**WHAT NEEDS TO BE DONE:** Show every line of the entries below that contains the string "optional", matching case exactly.

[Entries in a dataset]

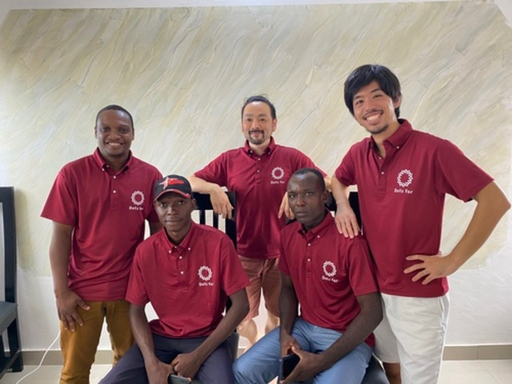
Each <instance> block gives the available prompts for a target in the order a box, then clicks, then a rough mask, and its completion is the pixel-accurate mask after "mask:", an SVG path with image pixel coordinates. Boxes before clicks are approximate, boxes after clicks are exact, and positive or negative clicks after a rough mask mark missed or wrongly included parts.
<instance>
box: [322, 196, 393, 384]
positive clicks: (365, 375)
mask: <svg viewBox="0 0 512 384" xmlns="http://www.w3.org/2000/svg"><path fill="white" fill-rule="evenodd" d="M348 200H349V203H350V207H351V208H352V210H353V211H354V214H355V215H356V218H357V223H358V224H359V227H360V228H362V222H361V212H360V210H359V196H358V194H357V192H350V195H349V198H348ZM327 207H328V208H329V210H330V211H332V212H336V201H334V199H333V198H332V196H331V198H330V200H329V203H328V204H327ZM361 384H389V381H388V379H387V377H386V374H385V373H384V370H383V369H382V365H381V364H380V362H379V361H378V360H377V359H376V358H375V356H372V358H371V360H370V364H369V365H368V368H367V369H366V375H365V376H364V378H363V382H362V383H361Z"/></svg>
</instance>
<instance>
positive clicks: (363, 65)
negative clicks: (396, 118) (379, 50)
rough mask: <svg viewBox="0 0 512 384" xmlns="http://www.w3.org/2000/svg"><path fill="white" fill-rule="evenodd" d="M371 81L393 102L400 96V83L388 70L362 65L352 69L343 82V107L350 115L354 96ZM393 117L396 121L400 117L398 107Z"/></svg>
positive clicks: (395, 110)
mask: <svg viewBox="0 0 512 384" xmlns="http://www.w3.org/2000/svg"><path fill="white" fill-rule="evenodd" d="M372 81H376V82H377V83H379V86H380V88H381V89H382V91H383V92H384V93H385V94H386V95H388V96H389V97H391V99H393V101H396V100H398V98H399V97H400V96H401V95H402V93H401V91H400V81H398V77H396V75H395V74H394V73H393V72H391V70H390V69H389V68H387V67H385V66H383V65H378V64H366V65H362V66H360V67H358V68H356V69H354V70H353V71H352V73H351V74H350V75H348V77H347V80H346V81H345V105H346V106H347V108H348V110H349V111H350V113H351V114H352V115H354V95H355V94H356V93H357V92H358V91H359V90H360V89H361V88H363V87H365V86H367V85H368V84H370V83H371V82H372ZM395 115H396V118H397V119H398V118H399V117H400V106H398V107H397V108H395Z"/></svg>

--

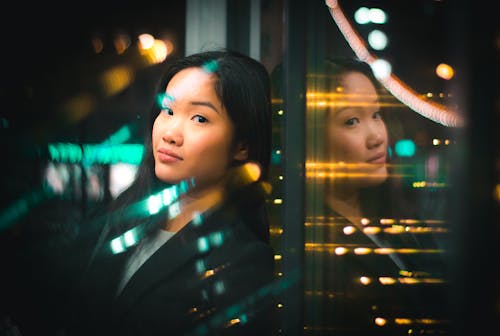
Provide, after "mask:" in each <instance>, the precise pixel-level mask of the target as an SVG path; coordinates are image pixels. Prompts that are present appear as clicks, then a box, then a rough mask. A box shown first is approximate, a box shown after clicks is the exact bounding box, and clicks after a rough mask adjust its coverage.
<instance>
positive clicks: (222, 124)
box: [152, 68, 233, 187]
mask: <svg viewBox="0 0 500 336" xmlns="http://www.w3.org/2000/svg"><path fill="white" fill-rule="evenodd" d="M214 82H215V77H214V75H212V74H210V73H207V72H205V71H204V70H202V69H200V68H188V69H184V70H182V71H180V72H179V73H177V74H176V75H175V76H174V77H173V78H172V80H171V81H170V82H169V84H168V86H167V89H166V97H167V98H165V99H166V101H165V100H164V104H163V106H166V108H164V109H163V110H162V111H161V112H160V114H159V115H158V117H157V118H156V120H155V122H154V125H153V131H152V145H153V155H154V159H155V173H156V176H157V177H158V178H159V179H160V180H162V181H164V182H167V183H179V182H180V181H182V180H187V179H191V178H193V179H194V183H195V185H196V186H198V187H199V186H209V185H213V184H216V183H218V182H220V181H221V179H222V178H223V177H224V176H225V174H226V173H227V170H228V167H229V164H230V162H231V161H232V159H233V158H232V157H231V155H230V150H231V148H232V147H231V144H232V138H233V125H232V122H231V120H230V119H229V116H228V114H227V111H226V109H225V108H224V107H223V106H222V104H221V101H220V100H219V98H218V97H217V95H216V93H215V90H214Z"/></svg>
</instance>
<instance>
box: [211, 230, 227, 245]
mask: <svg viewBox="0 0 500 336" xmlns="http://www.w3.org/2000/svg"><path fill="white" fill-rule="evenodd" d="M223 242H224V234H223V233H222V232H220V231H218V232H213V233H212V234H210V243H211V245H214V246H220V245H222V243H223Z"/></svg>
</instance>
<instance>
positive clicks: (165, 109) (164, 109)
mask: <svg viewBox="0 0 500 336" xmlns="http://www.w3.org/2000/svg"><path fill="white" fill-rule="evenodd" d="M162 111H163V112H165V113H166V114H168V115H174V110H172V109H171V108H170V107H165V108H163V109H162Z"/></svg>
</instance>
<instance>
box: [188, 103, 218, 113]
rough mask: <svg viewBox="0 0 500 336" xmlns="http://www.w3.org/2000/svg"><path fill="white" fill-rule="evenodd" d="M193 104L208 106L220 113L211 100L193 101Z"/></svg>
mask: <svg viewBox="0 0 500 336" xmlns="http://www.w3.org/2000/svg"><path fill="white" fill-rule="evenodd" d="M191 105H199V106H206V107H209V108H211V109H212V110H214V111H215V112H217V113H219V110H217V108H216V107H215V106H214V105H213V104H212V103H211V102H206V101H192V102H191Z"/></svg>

==

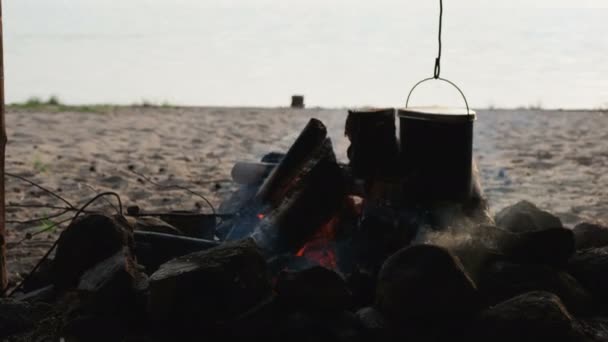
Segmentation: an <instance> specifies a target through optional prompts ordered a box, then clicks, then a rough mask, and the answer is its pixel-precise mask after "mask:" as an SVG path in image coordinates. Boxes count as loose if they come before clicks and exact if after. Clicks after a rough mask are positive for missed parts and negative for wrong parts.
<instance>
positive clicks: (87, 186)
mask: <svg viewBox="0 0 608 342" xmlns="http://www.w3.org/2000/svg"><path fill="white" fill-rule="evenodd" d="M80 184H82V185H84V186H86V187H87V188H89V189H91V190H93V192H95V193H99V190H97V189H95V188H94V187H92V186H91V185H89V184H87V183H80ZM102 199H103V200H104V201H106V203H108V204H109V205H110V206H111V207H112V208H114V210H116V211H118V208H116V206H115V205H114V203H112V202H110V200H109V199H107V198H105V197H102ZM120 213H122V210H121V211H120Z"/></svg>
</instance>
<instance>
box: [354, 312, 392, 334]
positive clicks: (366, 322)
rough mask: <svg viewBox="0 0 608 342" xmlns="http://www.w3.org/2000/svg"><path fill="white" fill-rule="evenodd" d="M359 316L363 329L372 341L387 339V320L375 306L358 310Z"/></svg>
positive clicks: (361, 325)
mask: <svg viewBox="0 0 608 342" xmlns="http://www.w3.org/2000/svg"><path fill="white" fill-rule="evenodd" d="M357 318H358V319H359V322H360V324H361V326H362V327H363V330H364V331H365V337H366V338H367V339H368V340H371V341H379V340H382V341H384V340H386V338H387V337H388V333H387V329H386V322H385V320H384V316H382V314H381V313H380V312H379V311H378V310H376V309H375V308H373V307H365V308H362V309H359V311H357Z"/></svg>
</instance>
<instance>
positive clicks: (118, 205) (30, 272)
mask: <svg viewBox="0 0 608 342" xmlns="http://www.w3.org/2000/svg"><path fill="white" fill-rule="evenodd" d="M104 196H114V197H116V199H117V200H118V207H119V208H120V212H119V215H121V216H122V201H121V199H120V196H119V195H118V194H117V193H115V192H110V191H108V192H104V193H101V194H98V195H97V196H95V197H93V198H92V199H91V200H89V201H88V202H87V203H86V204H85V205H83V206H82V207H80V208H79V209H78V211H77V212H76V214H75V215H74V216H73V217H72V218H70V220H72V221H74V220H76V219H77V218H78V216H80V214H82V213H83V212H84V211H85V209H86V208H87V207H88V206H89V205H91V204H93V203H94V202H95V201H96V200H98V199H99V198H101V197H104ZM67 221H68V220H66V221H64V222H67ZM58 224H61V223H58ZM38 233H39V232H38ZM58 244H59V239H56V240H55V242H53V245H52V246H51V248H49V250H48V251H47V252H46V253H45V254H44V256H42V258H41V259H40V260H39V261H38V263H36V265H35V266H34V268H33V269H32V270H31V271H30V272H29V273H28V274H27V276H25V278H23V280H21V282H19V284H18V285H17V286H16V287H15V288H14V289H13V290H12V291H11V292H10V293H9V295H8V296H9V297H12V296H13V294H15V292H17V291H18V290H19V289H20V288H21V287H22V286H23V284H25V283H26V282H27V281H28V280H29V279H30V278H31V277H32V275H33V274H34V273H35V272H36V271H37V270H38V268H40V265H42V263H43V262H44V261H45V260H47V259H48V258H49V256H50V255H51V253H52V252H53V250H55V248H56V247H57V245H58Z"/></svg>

**RESPONSE TO THIS EXERCISE:**
Segmentation: an <instance> specifies a target through optional prompts ordered a box, then clicks, then a rough mask, and the answer is its pixel-precise mask after "mask:" as an SVG path in image coordinates. Boxes count as loose if they come before clicks and exact if after. Clicks after a rough mask are positive for missed parts and negative for wrong parts.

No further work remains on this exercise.